• _Problem statement_
Please copy the material below with "balcony railing" changed to "porch railing" and everything else kept the same. Leave the pictures out of your copy.

• _Listing_

++++++++++

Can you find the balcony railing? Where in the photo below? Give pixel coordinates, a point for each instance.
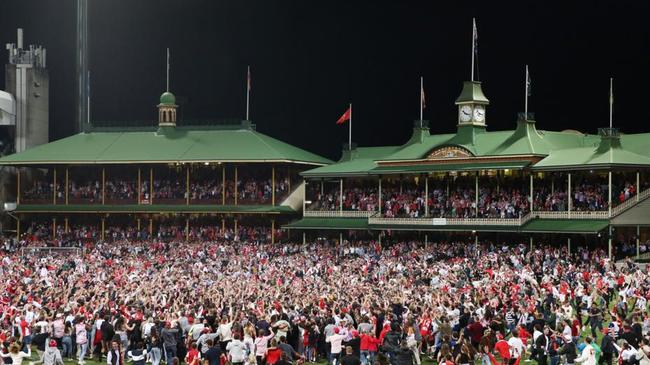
(572, 215)
(338, 213)
(643, 195)
(510, 222)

++++++++++

• _The reply_
Can you find the porch railing? Where in the photo below? Give pixel coordinates, a point for each instance.
(572, 215)
(338, 213)
(643, 195)
(510, 222)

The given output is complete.